◆ **MATERIAL**:
++++++++

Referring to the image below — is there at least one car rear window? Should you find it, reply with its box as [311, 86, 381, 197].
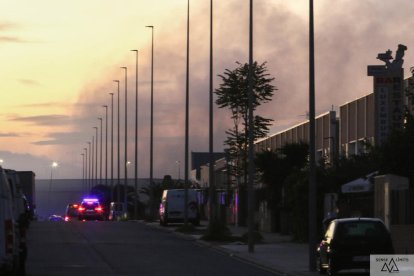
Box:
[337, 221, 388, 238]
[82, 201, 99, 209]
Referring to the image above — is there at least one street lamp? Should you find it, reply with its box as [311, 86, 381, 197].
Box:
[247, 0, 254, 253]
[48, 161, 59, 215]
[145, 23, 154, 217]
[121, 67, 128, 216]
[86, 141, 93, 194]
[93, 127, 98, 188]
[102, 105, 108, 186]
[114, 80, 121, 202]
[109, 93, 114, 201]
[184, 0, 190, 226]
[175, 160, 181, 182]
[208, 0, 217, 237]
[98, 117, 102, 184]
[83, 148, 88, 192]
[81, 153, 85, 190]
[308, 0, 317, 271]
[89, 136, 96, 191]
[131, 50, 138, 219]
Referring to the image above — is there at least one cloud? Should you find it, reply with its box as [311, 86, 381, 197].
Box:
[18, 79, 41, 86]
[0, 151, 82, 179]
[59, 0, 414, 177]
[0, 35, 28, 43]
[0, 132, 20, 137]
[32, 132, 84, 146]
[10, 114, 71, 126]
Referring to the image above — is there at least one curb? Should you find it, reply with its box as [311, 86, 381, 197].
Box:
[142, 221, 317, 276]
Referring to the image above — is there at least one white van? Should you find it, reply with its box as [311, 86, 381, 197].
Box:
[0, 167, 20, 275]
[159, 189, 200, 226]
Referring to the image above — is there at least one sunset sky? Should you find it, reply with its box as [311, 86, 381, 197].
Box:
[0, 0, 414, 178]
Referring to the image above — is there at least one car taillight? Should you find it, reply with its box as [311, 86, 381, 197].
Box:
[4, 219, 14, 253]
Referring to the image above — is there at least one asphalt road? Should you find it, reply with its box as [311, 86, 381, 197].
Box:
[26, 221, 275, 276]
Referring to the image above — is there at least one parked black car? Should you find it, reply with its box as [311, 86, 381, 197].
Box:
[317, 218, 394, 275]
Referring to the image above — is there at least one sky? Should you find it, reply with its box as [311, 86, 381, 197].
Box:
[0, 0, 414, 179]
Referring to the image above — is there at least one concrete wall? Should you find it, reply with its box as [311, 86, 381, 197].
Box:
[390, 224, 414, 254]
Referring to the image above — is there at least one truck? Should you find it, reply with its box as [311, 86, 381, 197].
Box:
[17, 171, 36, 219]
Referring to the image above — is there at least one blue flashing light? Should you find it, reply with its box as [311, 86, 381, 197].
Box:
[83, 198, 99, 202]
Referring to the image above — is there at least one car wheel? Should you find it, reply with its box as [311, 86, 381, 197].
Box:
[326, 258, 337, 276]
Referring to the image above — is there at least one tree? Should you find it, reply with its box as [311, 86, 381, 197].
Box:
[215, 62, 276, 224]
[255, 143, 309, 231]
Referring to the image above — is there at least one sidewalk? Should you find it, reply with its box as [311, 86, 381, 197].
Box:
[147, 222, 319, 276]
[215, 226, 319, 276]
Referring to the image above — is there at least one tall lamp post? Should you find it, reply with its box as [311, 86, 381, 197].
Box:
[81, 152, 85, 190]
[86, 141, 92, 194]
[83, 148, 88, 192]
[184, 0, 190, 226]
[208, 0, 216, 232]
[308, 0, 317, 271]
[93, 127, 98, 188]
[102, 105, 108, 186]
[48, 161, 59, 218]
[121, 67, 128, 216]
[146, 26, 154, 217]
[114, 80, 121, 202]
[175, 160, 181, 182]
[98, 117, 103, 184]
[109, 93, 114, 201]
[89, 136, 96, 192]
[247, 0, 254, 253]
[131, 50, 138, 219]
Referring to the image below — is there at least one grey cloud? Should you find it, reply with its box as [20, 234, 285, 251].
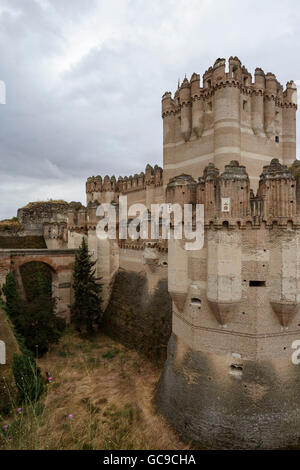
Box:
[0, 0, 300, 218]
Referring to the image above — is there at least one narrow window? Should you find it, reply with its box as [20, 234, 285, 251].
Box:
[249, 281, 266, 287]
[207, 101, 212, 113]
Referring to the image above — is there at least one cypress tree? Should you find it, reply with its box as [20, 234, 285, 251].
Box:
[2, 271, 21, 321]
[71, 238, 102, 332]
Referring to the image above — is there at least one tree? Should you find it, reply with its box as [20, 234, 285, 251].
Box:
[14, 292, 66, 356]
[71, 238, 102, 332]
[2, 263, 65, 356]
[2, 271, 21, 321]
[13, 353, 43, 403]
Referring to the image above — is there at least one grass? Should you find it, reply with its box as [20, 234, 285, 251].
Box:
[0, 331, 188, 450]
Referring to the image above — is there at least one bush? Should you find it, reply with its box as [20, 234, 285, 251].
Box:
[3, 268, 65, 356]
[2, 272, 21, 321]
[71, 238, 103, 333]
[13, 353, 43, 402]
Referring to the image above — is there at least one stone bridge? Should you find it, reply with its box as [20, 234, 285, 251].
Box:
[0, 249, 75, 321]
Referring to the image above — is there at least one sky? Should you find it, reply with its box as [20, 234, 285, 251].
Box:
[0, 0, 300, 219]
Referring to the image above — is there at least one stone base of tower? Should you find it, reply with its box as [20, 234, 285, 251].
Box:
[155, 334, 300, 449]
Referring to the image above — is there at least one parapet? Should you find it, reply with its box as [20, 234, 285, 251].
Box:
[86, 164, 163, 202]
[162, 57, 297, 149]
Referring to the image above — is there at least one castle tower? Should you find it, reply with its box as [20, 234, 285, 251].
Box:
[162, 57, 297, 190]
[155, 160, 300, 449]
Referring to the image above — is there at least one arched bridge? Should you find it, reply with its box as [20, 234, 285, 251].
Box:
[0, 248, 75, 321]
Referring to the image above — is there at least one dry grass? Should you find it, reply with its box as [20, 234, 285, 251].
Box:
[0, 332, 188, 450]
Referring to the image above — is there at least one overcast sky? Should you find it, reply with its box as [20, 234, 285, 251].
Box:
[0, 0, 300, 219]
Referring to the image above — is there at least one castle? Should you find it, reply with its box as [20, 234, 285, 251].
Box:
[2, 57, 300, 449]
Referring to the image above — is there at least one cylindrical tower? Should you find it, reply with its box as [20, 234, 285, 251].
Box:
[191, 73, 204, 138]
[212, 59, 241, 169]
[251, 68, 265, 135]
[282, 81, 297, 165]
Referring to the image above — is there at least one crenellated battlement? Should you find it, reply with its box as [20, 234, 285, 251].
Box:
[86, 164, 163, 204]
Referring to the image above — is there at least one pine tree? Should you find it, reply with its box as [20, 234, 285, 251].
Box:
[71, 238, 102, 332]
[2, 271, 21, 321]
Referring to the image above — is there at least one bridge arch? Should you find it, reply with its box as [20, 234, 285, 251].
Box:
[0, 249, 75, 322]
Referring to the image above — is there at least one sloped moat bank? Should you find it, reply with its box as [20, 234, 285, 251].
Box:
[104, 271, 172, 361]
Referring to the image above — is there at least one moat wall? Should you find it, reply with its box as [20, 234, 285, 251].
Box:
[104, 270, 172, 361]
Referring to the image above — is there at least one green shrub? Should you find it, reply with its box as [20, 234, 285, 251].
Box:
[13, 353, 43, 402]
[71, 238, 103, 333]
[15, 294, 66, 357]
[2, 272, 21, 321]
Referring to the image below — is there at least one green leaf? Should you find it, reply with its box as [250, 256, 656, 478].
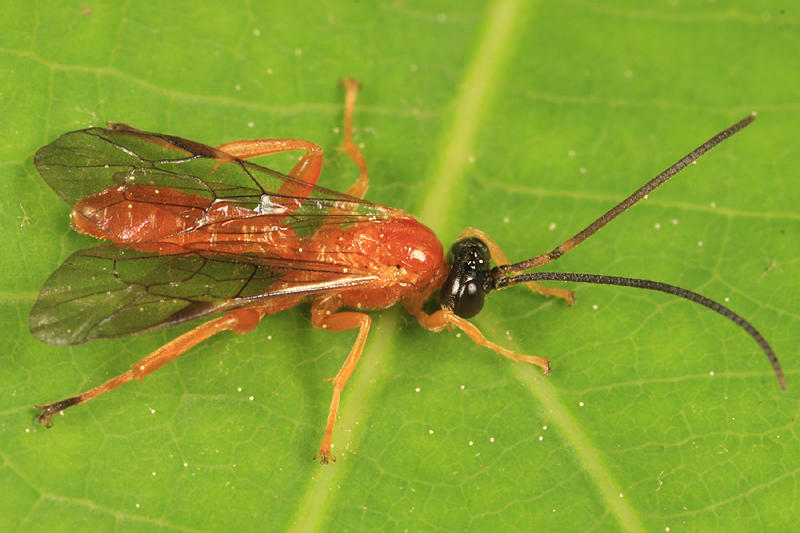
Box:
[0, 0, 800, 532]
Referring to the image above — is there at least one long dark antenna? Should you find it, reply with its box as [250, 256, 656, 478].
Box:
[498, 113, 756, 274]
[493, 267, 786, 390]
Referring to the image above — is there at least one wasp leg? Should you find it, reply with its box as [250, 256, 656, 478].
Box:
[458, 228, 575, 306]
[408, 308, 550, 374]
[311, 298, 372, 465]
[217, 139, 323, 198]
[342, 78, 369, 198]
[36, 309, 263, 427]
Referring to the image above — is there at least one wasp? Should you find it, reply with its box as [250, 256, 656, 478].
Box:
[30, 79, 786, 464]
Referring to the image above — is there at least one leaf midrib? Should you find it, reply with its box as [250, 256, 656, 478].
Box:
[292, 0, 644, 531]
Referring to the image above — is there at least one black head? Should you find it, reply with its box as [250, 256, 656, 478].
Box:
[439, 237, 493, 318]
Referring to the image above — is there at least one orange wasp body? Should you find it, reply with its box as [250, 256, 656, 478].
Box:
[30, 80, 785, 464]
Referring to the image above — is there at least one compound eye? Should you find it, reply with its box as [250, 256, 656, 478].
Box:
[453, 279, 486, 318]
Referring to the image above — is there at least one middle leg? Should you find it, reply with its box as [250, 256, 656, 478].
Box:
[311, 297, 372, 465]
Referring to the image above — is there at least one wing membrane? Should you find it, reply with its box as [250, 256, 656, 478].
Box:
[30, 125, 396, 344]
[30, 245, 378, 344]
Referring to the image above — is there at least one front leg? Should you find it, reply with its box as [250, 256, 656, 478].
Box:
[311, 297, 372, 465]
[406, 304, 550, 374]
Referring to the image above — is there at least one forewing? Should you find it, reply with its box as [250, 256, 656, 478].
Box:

++++++++

◆ **EXERCISE AIM**:
List each row above that contains the word "black". Count only matches with the same capitalization.

◆ **TASK RESPONSE**:
Referring to the image above — is there at least one parked black car? Should you find it, reply with its box as [311, 86, 381, 197].
Referring to the image above — is there at least one black head? Should you find it, reply with its box as [250, 256, 656, 478].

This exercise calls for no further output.